* [Die Aufgabe]:
Drucke den Abschnitt über kommunale Satzungshoheit und Bauleitplanung vollständig und ohne jede Änderung ab.

* [Zitierter Abschnitt]:
Kommunale Satzungshoheit

Die Gemeinden haben ferner umfangreiche Gestaltungsmöglichkeiten im Rahmen ihrer kommunalen Satzungshoheit. Durch Satzung können örtliche Bauvorschriften erlassen und hierdurch die äußere Gestaltung baulicher Anlagen (z. B. Farbe, Ausmaße etc.) näher bestimmt werden. Außerdem kann die Gemeinde im Rahmen von Sondernutzungssatzungen Einfluss auf die Ladeinfrastruktur nehmen. Darin können beispielsweise Erleichterungen für die Erteilung von Sondernutzungserlaubnissen für Ladeinfrastruktur oder zur Gebührenreduzierung vorgesehen werden. Ferner hat die Gemeinde die Möglichkeit, im Rahmen einer Stellplatzsatzung weitere Anreize zur Entwicklung „elektrifizierter Parkplätze“ zu setzen. Dies kann etwa dadurch erfolgen, dass die Gemeinde in diesem Fall eine Abweichung vom üblichen Stellplatzschlüssel vorsieht. Sie könnte aber auch konkret vorgeben, dass eine bestimmte Anzahl an Parkplätzen zwingend mit entsprechenden Vorrichtungen für Ladeinfrastruktur zu versehen ist.

Bauleitplanung

Schließlich kann die Gemeinde den Ausbau der Ladeinfrastruktur dadurch steuern, dass sie diesen zum Gegenstand ihrer Bauleitplanung macht. Zwar finden sich heute im Festsetzungskatalog des Baugesetzbuches (noch) keine expliziten Festsetzungstatbestände hierzu. Es erscheint jedoch vertretbar, Ladeinfrastruktur bereits heute als „untergeordnete Nebenanlagen und Einrichtungen“ in Bebauungsplänen festzusetzen. Im Übrigen bietet sich stets das Instrument der städtebaulichen Verträge an. Auch hierdurch können bindende Vereinbarungen für private Investoren aufgegeben werden um sicherzustellen, dass bei der Ausweisung neuer Baugebiete die Entwicklung der Elektromobilität angemessene Berücksichtigung findet.

* [Gezeigte Einträge]:
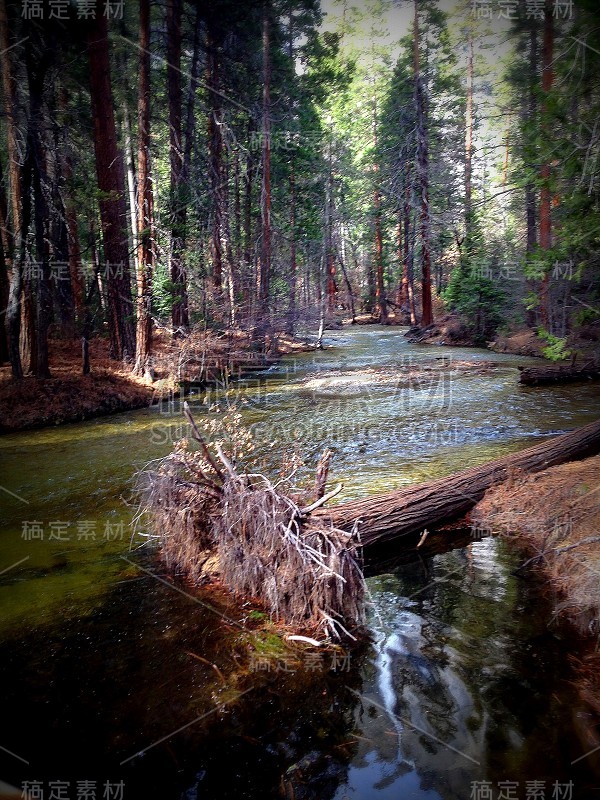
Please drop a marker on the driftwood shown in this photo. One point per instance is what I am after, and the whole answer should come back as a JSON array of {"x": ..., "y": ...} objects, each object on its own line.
[
  {"x": 409, "y": 511},
  {"x": 558, "y": 373}
]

* [Erledigte Aufgabe]:
Kommunale Satzungshoheit

Die Gemeinden haben ferner umfangreiche Gestaltungsmöglichkeiten im Rahmen ihrer kommunalen Satzungshoheit. Durch Satzung können örtliche Bauvorschriften erlassen und hierdurch die äußere Gestaltung baulicher Anlagen (z. B. Farbe, Ausmaße etc.) näher bestimmt werden. Außerdem kann die Gemeinde im Rahmen von Sondernutzungssatzungen Einfluss auf die Ladeinfrastruktur nehmen. Darin können beispielsweise Erleichterungen für die Erteilung von Sondernutzungserlaubnissen für Ladeinfrastruktur oder zur Gebührenreduzierung vorgesehen werden. Ferner hat die Gemeinde die Möglichkeit, im Rahmen einer Stellplatzsatzung weitere Anreize zur Entwicklung „elektrifizierter Parkplätze“ zu setzen. Dies kann etwa dadurch erfolgen, dass die Gemeinde in diesem Fall eine Abweichung vom üblichen Stellplatzschlüssel vorsieht. Sie könnte aber auch konkret vorgeben, dass eine bestimmte Anzahl an Parkplätzen zwingend mit entsprechenden Vorrichtungen für Ladeinfrastruktur zu versehen ist.

Bauleitplanung

Schließlich kann die Gemeinde den Ausbau der Ladeinfrastruktur dadurch steuern, dass sie diesen zum Gegenstand ihrer Bauleitplanung macht. Zwar finden sich heute im Festsetzungskatalog des Baugesetzbuches (noch) keine expliziten Festsetzungstatbestände hierzu. Es erscheint jedoch vertretbar, Ladeinfrastruktur bereits heute als „untergeordnete Nebenanlagen und Einrichtungen“ in Bebauungsplänen festzusetzen. Im Übrigen bietet sich stets das Instrument der städtebaulichen Verträge an. Auch hierdurch können bindende Vereinbarungen für private Investoren aufgegeben werden um sicherzustellen, dass bei der Ausweisung neuer Baugebiete die Entwicklung der Elektromobilität angemessene Berücksichtigung findet.